> [SET EXERCISE]: Put the material below into a numbered list, from its first line through the line holding "pixel 83 317", inclusive, and leave out any blank lines.

---- ENTRIES SUPPLIED

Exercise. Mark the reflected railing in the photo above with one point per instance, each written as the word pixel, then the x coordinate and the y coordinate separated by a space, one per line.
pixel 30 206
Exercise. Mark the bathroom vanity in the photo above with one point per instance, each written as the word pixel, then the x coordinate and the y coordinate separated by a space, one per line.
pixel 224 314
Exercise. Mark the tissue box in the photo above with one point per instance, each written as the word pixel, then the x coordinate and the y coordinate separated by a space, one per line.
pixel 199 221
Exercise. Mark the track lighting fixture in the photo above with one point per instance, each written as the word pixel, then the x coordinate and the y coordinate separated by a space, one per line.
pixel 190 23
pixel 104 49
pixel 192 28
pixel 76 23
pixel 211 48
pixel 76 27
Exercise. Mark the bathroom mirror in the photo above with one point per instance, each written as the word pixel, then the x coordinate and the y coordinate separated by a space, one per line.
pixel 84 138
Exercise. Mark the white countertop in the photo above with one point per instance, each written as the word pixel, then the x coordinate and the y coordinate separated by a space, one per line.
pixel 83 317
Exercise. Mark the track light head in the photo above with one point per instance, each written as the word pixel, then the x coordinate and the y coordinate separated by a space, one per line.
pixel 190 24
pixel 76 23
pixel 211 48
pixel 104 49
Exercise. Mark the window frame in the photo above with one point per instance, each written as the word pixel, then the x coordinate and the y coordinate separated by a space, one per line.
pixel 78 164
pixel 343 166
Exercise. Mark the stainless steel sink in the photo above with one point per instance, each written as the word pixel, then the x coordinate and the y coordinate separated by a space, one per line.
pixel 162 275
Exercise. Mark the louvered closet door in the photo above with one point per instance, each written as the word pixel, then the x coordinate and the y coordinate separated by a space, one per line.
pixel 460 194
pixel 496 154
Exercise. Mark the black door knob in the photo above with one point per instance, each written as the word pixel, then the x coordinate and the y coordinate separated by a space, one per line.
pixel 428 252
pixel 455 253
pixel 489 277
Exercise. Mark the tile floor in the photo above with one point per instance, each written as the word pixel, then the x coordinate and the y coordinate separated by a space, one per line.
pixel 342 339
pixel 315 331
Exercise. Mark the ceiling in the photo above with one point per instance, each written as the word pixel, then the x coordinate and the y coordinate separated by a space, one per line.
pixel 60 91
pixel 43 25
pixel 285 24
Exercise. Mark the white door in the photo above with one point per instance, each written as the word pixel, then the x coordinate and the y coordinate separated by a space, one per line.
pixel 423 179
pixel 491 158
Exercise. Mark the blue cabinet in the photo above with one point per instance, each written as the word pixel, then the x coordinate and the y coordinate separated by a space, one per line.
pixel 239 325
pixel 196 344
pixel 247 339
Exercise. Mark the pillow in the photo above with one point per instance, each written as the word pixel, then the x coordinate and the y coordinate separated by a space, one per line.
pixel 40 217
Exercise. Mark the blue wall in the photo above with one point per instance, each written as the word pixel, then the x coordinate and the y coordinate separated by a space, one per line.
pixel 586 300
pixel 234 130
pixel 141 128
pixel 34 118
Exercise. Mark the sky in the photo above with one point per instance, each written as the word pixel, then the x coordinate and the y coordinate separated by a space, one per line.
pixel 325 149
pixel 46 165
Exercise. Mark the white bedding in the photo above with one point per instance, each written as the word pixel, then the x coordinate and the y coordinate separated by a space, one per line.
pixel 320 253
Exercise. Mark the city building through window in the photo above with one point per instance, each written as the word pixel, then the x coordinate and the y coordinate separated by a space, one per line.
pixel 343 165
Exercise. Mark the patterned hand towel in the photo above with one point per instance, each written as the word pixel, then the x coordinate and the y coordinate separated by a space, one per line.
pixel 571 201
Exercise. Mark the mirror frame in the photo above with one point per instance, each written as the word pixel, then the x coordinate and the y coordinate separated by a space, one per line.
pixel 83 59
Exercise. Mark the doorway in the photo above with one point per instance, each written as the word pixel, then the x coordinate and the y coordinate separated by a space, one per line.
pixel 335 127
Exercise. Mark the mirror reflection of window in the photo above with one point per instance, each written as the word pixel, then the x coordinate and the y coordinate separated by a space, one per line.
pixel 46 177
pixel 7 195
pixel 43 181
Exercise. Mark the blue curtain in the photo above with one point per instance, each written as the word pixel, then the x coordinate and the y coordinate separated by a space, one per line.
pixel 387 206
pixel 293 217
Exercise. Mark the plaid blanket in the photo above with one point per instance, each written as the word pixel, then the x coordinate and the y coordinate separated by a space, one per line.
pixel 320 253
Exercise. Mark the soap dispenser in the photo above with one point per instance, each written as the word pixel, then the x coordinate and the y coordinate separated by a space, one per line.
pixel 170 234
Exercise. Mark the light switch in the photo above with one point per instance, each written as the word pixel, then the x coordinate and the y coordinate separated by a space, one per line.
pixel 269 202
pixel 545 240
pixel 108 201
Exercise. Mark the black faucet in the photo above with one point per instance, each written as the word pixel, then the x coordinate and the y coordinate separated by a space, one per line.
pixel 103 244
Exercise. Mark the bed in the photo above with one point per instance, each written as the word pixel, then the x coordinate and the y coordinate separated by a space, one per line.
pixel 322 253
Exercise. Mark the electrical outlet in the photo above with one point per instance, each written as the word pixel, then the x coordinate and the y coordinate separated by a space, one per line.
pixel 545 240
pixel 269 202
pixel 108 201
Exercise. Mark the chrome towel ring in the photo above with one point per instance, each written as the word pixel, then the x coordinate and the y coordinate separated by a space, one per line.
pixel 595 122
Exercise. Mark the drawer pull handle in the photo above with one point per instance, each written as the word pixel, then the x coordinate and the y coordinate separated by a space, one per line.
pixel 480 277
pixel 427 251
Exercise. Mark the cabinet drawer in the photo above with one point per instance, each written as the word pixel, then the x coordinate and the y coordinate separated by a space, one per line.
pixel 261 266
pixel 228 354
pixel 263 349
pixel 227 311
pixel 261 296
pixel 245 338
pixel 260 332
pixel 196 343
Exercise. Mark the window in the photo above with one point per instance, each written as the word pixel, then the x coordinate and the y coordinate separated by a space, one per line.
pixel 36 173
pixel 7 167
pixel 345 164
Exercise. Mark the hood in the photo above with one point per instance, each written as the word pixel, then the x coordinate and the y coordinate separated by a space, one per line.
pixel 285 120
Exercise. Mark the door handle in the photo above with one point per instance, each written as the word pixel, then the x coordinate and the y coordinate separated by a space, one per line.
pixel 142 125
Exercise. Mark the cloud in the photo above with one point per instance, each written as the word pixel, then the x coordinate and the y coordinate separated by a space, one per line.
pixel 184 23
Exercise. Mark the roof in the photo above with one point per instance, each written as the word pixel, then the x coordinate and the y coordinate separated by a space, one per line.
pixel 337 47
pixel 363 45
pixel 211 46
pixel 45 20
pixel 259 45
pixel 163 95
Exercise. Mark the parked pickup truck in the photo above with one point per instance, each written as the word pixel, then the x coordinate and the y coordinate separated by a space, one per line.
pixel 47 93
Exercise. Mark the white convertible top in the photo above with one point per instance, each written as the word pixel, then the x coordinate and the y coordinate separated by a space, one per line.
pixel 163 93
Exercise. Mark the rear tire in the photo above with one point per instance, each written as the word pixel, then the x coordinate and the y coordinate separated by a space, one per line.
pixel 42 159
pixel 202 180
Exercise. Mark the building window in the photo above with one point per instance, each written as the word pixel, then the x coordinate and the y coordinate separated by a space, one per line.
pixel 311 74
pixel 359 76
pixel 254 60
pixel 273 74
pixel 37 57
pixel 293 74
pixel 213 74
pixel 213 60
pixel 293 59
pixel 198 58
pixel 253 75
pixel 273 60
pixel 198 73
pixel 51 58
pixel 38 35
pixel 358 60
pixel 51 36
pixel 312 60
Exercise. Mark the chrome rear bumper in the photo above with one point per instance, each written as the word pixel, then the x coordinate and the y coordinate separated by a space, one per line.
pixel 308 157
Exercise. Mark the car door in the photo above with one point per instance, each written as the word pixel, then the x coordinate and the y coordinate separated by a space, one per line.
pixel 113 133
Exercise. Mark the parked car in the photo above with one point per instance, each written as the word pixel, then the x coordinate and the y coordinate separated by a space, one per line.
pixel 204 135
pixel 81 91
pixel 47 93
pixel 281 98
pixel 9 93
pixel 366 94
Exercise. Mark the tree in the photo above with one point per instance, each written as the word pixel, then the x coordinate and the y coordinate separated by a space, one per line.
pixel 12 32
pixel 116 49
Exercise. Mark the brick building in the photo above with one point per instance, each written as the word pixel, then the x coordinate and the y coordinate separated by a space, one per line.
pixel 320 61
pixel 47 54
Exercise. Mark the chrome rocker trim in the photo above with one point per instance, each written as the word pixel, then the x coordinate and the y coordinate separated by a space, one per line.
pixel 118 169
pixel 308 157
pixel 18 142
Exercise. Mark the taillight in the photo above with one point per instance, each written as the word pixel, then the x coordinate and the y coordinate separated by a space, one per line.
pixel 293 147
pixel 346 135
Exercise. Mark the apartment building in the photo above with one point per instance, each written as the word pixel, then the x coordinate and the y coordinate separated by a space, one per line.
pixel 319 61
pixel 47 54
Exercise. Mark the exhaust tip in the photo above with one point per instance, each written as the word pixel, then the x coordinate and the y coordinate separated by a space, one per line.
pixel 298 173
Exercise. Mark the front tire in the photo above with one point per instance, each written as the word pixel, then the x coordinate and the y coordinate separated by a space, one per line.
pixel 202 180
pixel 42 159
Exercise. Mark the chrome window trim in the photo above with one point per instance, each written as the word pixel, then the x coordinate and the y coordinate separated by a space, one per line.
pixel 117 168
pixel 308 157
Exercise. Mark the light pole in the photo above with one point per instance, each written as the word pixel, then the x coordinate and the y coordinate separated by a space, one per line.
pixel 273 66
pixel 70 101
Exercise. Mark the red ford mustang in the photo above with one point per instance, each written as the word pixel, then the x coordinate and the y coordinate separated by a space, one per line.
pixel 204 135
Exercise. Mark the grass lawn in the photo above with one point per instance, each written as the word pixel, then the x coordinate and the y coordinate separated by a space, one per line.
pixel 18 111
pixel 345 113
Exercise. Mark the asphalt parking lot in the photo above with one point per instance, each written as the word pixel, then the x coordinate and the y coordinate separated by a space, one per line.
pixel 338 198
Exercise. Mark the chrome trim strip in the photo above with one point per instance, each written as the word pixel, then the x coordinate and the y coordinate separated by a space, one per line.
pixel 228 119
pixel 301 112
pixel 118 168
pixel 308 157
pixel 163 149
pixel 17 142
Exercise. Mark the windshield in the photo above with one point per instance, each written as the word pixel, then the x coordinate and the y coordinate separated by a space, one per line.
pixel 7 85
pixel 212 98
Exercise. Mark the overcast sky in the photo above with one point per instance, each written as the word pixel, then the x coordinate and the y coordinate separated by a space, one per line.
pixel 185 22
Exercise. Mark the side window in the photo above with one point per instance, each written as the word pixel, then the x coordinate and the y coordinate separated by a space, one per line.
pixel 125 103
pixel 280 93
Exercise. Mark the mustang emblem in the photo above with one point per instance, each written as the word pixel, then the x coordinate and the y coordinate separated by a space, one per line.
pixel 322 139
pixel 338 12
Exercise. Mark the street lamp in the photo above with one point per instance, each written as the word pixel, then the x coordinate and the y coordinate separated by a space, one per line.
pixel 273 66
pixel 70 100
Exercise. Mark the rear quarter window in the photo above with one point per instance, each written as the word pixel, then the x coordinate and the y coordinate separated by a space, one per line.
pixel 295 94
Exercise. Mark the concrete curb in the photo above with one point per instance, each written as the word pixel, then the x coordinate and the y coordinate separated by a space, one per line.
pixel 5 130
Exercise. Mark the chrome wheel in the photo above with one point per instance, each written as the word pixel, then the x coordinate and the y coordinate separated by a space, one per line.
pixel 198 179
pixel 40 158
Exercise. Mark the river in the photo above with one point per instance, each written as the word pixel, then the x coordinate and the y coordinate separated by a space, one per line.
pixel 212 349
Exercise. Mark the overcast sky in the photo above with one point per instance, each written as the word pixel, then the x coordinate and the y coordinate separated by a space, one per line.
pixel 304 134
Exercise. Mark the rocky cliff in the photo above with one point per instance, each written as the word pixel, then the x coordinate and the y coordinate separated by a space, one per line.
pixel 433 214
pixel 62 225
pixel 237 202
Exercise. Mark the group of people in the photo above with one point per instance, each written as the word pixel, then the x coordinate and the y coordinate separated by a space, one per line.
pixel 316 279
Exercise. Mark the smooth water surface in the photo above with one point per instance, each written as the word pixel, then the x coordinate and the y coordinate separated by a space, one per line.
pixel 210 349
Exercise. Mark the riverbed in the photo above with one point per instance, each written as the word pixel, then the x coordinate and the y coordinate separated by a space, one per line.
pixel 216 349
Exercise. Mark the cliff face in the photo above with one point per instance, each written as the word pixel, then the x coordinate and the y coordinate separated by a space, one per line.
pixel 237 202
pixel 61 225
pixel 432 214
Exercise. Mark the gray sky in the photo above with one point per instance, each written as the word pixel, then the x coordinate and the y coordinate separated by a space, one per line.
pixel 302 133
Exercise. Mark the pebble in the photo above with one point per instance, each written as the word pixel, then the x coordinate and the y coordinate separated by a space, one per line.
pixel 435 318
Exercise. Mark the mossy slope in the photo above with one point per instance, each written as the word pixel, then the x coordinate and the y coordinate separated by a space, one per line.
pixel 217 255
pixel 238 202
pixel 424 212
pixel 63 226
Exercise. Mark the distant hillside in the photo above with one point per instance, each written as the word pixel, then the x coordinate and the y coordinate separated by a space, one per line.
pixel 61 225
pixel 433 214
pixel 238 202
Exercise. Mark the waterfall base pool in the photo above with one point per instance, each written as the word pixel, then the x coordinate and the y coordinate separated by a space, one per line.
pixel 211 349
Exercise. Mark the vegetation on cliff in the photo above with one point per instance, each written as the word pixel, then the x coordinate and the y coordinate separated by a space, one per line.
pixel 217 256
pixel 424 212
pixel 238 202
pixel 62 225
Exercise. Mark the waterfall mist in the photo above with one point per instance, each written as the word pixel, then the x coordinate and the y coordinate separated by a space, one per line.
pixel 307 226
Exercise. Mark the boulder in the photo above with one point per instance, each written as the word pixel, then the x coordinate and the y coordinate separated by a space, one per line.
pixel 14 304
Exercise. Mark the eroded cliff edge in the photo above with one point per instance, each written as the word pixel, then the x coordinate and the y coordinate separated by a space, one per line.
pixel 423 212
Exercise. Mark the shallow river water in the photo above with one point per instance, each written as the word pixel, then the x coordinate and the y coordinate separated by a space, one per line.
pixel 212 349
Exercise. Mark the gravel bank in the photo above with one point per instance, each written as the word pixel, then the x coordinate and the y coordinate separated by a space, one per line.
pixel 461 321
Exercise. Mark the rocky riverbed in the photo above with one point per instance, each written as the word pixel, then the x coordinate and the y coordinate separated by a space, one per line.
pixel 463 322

--------

> [CORRECT RESULT]:
1. Exercise. Mark the reflected railing in the photo above with one point per instance, each written as the word pixel, then the x coordinate and the y coordinate separated by a space, one per line.
2. pixel 30 206
3. Exercise. Mark the bathroom vanity in the photo above with one point per instance, each written as the word pixel, then the x coordinate and the y coordinate separated by a space, one per line.
4. pixel 224 314
5. Exercise. Mark the tissue box in the photo above with one point per instance, each written as the word pixel, then the x coordinate and the y coordinate separated by a space, one per line.
6. pixel 199 221
7. Exercise. Mark the track lighting fixture in the photo above with one point per instance, each written as the word pixel, then the x coordinate and the y coordinate separated by a space, one per line.
8. pixel 190 23
9. pixel 104 49
10. pixel 192 28
11. pixel 76 23
12. pixel 211 48
13. pixel 76 27
14. Exercise. Mark the bathroom mirror in the photo above with one point per instance, each written as the word pixel, then the x coordinate and the y coordinate separated by a space, one per line.
15. pixel 84 138
16. Exercise. Mark the white countertop in the photo above with one point per instance, each written as the word pixel, then the x coordinate and the y coordinate separated by a space, one per line.
17. pixel 83 317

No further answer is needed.